▸ **JOB A**
From the SEO audit text, copy the part that opens with the words containing "For business owners" and closes with "that much easier.".
▸ **JOB B**
In the SEO audit text, which platform is named as a good choice for crawling data to audit titles, headings or meta descriptions?
▸ **JOB C**
Check each statement against the SEO audit text and answer yes or no, quoting the words that decide it: (i) The best keywords are keyword phrases. (ii) The goal in choosing keywords is to be the most popular. (iii) Subject searches are usually limited to only a few words.

▸ **SUPPLIED TEXT**
'''

If you want to audit the page optimisation of titles, titles, headings or meta descriptions you’ll need to use a different platform that can crawl your data, Screaming Frog is a good choice.
When you use tools to audit your content you get a decisive readout of where improvements need to be made, that way you are not putting up with niggling issues that are hurting your SEO performance or turning readers off, and you don’t need to resort to a hit-and-miss style of fixes that make take a long time, without yielding results.
The SEO website audit helps you to provide the best possible experience to your audience, and optimise your content for Google at the same time.
Even though the audit itself can take a while and feel tedious, the clarity you get from the feedback allows you to make incredible improvements to your content marketing strategies as well as avoid repeating mistakes going forward.
For business owners who have created an eCommerce website, the amount of time users spend browsing a website directly relates to the number of sales.
Your overall aim with your content is to keep your users reading. You want them to stay with a page or article from start to finish, and hopefully then click through a deeper element on your site, a related article or even take steps towards a sale. The amount of time they spend on your site sends back messages, too little time and you have little to offer that is relevant or useful to them, more time means more value, more relevance and more engagement that will reflect well on your SEO but also in building user trust and loyalty for your brand.
SEO Website Audit Checklist
Using the SEO website audit checklist, you can keep track of all of the important content metrics, making your content audit process that much easier.
Here’s what we’ll cover in the checklist items:
- Keyword strength
- Content quality
- Thin Content
1. Keyword Strength
When it comes to keywords, you’re not looking for words that show up most in the text, you are looking for the words users are most likely to input into a search box.
The only way to get this right is to know your audience well. It might take some research to understand why and what your users are looking for, but once you have that down there are plenty of ways you can test your keyword strength online before you start using them and play with similar words in your search category.
When you choose the right keywords and accurately match your content to be exactly what users are searching for, it shows that your content is one of the most relevant answers to the query.
The best keywords are actually keyword phrases, which is joining a chain of keywords together to drill down to the specific subject you are talking about. The aim here is actually not to be the most popular, it’s not about finding a keyword that more people will see, it’s about finding the keywords the RIGHT person will see. If your keyword phrase exactly matches five searches, that’s five-strong leads for people looking for your exact service.
Getting the match for your content and the search is key to making this work. It’s about relativity, not popularity.
That’s why adding in your service provision area (if you have one) is far more relevant. So if you’re a freelance WordPress developer in Singapore, you may not want people in Australia, Germany or China to be reading your site, because they are not your target market.
Types of user searches:
Questions are used when people are looking for specific information and want an exact answer quickly. Usually, the question phrase will be used in its entirety. Blog posts are great for targeting question phrases by asking the question in the blog and then providing the answer directly underneath.
- “Is it ok to own a pet in an apartment?”
- “What are website maintenance costs in Singapore?”
- “Who is Priyanka Chopra?”
Subjects are general searches for animals, places, people or objects and are usually limited to only a few words.
- “Elon Musk”
- “Laksa recipes”
- “Website design Singapore”
These are times when users want to get to a website that is not saved as a favourite quickly. They will usually search with the brand in the search box.
- “Pinterest log in”
- “Spotify radio”

'''

▸ **PROVIDED MATERIAL**
'''

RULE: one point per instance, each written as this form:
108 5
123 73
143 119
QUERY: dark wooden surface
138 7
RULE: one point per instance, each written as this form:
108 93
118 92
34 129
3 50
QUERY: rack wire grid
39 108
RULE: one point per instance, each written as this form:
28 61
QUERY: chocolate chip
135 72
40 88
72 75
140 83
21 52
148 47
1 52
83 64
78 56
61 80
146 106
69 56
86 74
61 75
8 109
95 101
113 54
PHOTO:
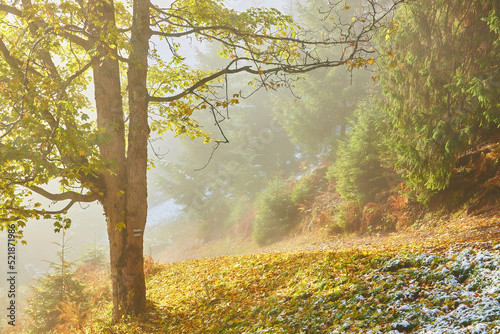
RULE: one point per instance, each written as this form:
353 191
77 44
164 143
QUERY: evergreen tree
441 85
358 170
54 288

'''

▸ **WRITTEN ANSWER A**
For business owners who have created an eCommerce website, the amount of time users spend browsing a website directly relates to the number of sales.
Your overall aim with your content is to keep your users reading. You want them to stay with a page or article from start to finish, and hopefully then click through a deeper element on your site, a related article or even take steps towards a sale. The amount of time they spend on your site sends back messages, too little time and you have little to offer that is relevant or useful to them, more time means more value, more relevance and more engagement that will reflect well on your SEO but also in building user trust and loyalty for your brand.
SEO Website Audit Checklist
Using the SEO website audit checklist, you can keep track of all of the important content metrics, making your content audit process that much easier.

▸ **WRITTEN ANSWER B**
Screaming Frog.

▸ **WRITTEN ANSWER C**
(i) Yes: "The best keywords are actually keyword phrases"
(ii) No: "The aim here is actually not to be the most popular"
(iii) Yes: "are usually limited to only a few words"